[Opening Task material section]

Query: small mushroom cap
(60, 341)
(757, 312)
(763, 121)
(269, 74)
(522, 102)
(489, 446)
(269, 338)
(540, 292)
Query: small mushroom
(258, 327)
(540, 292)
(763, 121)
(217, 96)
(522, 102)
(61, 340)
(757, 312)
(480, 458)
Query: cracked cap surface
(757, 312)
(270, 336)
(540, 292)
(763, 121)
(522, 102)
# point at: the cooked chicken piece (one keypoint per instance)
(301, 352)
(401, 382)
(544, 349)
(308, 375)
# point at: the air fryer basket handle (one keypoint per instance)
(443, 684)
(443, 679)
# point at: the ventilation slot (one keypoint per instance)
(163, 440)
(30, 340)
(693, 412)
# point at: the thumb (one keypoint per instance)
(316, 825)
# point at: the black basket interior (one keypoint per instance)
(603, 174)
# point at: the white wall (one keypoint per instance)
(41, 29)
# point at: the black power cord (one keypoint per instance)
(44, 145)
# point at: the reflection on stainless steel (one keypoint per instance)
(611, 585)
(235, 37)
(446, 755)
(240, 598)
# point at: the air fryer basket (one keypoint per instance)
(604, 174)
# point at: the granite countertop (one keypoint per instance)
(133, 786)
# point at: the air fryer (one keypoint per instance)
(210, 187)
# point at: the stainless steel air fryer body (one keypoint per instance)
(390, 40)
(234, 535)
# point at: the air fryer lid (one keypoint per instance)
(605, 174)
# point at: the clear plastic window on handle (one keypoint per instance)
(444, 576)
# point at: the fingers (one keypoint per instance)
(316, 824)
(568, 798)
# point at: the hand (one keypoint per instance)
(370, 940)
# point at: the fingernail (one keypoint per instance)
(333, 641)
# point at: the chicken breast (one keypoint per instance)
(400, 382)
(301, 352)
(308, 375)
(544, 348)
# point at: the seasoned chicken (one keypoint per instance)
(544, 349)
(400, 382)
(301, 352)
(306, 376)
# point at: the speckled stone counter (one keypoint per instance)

[Closing Task material section]

* [Your goal]:
Would you transcribe, unchanged, every line of the material from the one containing "# point at: the chicken" to the very end, including both, and nothing else?

* [Answer]:
# point at: the chicken breast (one keypoint per instance)
(400, 382)
(301, 352)
(308, 375)
(544, 348)
# point at: the seasoned chicken (one keypoint per instance)
(544, 349)
(400, 382)
(301, 352)
(306, 376)
# point at: the speckled stone counter (one keypoint per instance)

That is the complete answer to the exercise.